_DIRECTIONS_
Here are some records. Copy each one exactly.

_Records contained in a dataset_
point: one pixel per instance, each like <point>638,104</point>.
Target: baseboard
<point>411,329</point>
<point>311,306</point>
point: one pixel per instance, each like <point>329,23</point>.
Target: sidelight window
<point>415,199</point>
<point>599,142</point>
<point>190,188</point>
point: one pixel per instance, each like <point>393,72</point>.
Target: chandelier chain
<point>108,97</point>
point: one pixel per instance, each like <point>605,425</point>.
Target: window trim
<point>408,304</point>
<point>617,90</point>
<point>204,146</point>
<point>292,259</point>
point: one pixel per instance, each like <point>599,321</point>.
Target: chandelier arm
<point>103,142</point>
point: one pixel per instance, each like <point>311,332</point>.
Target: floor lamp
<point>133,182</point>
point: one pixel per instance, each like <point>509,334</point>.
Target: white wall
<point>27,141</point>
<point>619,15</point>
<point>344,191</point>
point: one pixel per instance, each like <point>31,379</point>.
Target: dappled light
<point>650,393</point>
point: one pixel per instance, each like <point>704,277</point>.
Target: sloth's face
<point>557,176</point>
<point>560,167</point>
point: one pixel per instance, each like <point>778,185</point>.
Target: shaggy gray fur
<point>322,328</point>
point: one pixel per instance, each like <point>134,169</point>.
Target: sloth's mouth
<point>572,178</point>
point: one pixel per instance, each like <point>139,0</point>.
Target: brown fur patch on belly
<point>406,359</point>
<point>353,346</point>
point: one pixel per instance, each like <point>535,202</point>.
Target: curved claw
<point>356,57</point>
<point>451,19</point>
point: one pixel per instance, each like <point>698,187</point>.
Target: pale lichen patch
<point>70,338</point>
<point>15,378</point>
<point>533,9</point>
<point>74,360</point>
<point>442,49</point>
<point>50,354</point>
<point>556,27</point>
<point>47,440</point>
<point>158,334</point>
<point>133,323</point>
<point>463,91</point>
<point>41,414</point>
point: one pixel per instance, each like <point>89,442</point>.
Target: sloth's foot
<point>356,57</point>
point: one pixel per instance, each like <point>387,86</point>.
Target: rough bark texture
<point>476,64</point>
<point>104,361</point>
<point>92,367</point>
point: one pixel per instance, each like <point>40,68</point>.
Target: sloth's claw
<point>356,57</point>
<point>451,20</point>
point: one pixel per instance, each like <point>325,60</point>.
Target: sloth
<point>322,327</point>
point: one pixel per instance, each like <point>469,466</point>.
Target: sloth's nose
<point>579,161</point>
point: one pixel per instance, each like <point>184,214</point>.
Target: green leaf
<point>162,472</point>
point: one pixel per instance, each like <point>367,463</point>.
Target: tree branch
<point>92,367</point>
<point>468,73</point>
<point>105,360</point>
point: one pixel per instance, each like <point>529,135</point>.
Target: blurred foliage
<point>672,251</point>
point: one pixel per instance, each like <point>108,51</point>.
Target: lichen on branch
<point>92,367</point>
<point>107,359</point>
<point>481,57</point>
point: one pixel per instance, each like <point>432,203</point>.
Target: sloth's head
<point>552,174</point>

_EXERCISE RESPONSE_
point: one pixel per instance, each like <point>638,104</point>.
Target: baseboard
<point>411,329</point>
<point>311,306</point>
point: one pixel per instance, each like <point>329,23</point>.
Target: sidelight window
<point>415,199</point>
<point>599,142</point>
<point>190,188</point>
point: one pixel per instance, each like <point>393,72</point>.
Target: chandelier chain
<point>108,97</point>
point: one pixel per instance, each like <point>605,425</point>.
Target: window trim
<point>408,304</point>
<point>617,90</point>
<point>204,146</point>
<point>292,259</point>
point: one pixel per instance, each like <point>599,321</point>.
Target: chandelier arm
<point>103,142</point>
point: one pixel per instance, each like <point>311,332</point>.
Target: floor lamp
<point>133,182</point>
point: one pixel per instance, each like <point>509,334</point>.
Target: white wall
<point>27,141</point>
<point>619,15</point>
<point>344,191</point>
point: one pixel per instance, each like <point>31,379</point>.
Target: dappled light
<point>650,393</point>
point: one pixel per instance, each like <point>704,277</point>.
Target: sloth's face
<point>557,176</point>
<point>560,167</point>
point: one pixel per instance, each like <point>778,185</point>.
Target: shaggy gray fur
<point>322,328</point>
point: one pixel per instance, each like <point>134,169</point>.
Target: sloth's mouth
<point>572,178</point>
point: one pixel per instance, each like <point>139,0</point>.
Target: brown fur patch on belly
<point>406,359</point>
<point>353,346</point>
point: one pixel per instance, each like <point>535,202</point>.
Target: curved claw
<point>356,57</point>
<point>451,19</point>
point: one pixel per instance, each like <point>698,187</point>.
Target: pale lichen patch
<point>70,338</point>
<point>15,378</point>
<point>533,9</point>
<point>74,360</point>
<point>442,49</point>
<point>50,354</point>
<point>556,27</point>
<point>47,440</point>
<point>158,334</point>
<point>133,323</point>
<point>463,91</point>
<point>41,414</point>
point: one pixel per instance, each like <point>89,442</point>.
Target: sloth's foot
<point>356,57</point>
point: one pixel per instance, each like <point>387,86</point>.
Target: rough bark texture
<point>476,64</point>
<point>104,361</point>
<point>92,367</point>
point: one pixel per instance, each like <point>40,68</point>.
Target: sloth's claw
<point>356,57</point>
<point>451,20</point>
point: one pixel per instance, each like <point>325,60</point>.
Target: sloth
<point>322,327</point>
point: one pixel per instance, each like <point>469,466</point>.
Target: sloth's nose
<point>579,161</point>
point: one pixel per instance, each like <point>184,214</point>.
Target: green leaf
<point>162,472</point>
point: one pixel per instance, each like <point>367,463</point>.
Target: tree branch
<point>92,367</point>
<point>468,73</point>
<point>105,360</point>
point: one pixel per instance, each like <point>529,135</point>.
Target: blurred foliage
<point>672,251</point>
point: one pixel per instance, each like <point>108,51</point>.
Target: lichen on branch
<point>92,367</point>
<point>107,359</point>
<point>481,57</point>
point: one pixel per instance, each like <point>432,203</point>.
Target: sloth's head
<point>552,174</point>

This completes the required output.